- TRECHO -
□ □ □

Pra quem não sabe, a Ana foi editora de esportes na áurea época (toda a década de 70) da Provincia nos DA, e eu, honrosamente, seu reporter. Fazia tudo, da cobertura dos clubes - Remo e Paissandu à Federação, amadorismo, e a cobertura, sempre inesperada, sobre o famoso e saudoso jogador Alcino. De vez em quando, chegava "ordem de prisão" e a Ana me pedia matéria de suporte sobre o jogador. Foi um grande mestre, mas Ana, estimada Ana, a bola murcha e os árbitros errantes são males similares à VAIDADE dos treinadores de futebol. Uma nação inteira perde e acaba chorando - desta vez, como vc disse, nem parece que a seleção tinha perdido - por causa do sr. Dunga que, além de levar 23 Dungas, deixando no Brasil jogadores que estavam aqui, suando com a vibração dos torcedores, ou seja, comprometidos até a alma em corresponder - e muitos, como a garotada do Santos, com talento, que nos faltou na África - prima pela vaidade, pela apresentação pessoal, mais parecia um modelo que um treinador, um intocável artista que não admite sugestões, nem sequer as aprecia com medo de serem melhores que as normas por ele adotadas. Perdemos, sim, mais uma vez para as pessoas e não para o futebol.

□ □ □

- SEÇÃO DE DADOS -
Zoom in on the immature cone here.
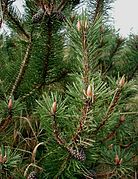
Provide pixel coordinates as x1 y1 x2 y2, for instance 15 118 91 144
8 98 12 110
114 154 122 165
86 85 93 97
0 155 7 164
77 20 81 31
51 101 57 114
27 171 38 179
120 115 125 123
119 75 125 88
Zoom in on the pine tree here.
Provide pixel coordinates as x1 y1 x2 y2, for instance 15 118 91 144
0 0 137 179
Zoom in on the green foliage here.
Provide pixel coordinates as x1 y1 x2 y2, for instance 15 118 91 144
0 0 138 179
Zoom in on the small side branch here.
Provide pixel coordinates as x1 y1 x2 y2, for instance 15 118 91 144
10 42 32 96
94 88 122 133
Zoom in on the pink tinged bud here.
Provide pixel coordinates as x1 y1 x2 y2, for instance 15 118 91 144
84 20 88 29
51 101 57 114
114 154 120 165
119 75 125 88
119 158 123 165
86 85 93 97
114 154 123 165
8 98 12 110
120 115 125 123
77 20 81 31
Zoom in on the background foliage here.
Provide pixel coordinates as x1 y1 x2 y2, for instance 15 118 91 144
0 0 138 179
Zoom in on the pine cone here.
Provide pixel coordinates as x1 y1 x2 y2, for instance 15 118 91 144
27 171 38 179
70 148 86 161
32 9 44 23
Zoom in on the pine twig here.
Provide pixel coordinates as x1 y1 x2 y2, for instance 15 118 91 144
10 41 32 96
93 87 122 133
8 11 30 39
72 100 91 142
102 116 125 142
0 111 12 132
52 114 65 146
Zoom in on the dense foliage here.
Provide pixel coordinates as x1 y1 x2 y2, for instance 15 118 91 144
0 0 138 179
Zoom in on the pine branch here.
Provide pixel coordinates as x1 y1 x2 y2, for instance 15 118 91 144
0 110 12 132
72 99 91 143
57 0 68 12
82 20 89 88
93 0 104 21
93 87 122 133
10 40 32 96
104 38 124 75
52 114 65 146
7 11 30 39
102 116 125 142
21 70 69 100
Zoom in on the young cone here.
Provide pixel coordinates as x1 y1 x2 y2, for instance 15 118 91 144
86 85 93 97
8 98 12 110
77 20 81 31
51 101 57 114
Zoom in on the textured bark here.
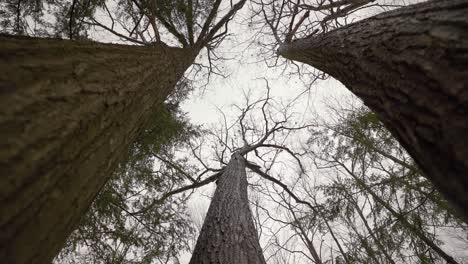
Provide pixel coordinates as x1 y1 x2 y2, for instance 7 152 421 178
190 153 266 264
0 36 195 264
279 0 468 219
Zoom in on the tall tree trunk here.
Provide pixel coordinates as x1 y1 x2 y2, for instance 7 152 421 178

□ □ □

- TAREFAS E EXERCÍCIOS -
(a) Responda com base no trecho:
(i) Em que período a Ana foi editora de esportes?
(ii) Quais clubes aparecem na cobertura feita pelo repórter?
(iii) De qual clube era a garotada talentosa mencionada?
(b) Diga se cada afirmação está de acordo com o trecho, citando as palavras que decidem a resposta:
(i) O autor trabalhou como repórter da Ana.
(ii) O treinador aceitava sugestões.
(iii) A derrota foi atribuída ao futebol, e não às pessoas.
Responda com base somente no trecho.

- RESPOSTAS -
(a)
(i) Durante toda a década de 70.
(ii) Remo e Paissandu.
(iii) Do Santos.

(b)
(i) Sim: "e eu, honrosamente, seu reporter".
(ii) Não: "não admite sugestões".
(iii) Não: "Perdemos, sim, mais uma vez para as pessoas e não para o futebol."